> [Document section]
[Start of section]
Blog #1: The Onsen Egg
A delicious egg and its cultural background
March 23, 2020
(3 min read)
(3 min read)
First off, the egg. The egg is one of the quintessential ingredients of the culinary world. A simple ingredient that's comprised of only two colors: white and yellow. We eat it everyday for breakfast, and culinary masters use it as a finishing touch on their greatest creations. Just from the technique of boiling an egg, you can produce so many different outcomes. The Japanese have mastered the art of the onsen egg. This egg was originated from Japanese people putting eggs in onsens(hot springs). After leaving the egg in an onsen bath for roughly 20 minutes, the egg attains a smooth, almost pudding-like texture(similar to a soft tofu). The texture of the egg has a smooth mouth feel that coats the entire mouth with the pure richness of the protein. An onsen egg can be consumed with a light soy sauce daishi or on top of a bowl of steaming white rice. Many Japanese restaurants will serve udon and rice bowls with an onsen egg gently placed on top the dish; the onsen egg melds the flavors of the dish, while enhancing the textural experience within each mouthful of food. In the western culinary world, a similar type of egg would be the soft boiled egg. A soft boiled egg is cooked the same way as a hard-boiled egg but for a less amount of time. The soft-boiled egg leaves a partially cooked egg white and a smooth runny yolk. However; this type of egg is still inherently different from the onsen egg. In the onsen egg, the egg white and yolk have the same gentle texture. This composition of egg can only be achieved from the temperature of the hot spring. It is different from a boiled egg because the temperature of boiling water is much more harsh on the egg, causing the white to cook faster than the yolk. The onsen temperature can also be achieved at home. It requires water that just reached its boiling point; this water is then taken off the stove and combined with a small amount of cold water. The temperature of this water will be similar to an onsen. You then leave the eggs in the water for roughly 17 minutes. Then Wah-Lah! You have the onsen egg. The Japanese onsen egg is a true example of cultures and environments creating the distinct variants of food around the world. Hot springs are common leisurely activity within the Japanese culture, thus the onsen egg was to able to be invented. Due to different environments and cultures, people are able to create varying techniques of cooking, using the ingredients of their environment.
[End of section]
> [Work order] According to the onsen egg blog post, how long are the eggs left in the prepared water when making onsen eggs at home?

> [Entries provided]
[Start of section]
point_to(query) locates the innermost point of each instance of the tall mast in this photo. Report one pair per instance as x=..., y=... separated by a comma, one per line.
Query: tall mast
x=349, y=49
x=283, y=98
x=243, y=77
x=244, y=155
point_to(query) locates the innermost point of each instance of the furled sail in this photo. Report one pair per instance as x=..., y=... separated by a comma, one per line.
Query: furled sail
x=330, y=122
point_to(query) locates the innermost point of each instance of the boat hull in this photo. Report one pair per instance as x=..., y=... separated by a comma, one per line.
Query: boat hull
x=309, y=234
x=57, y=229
[End of section]
> [Exercise output] Roughly 17 minutes.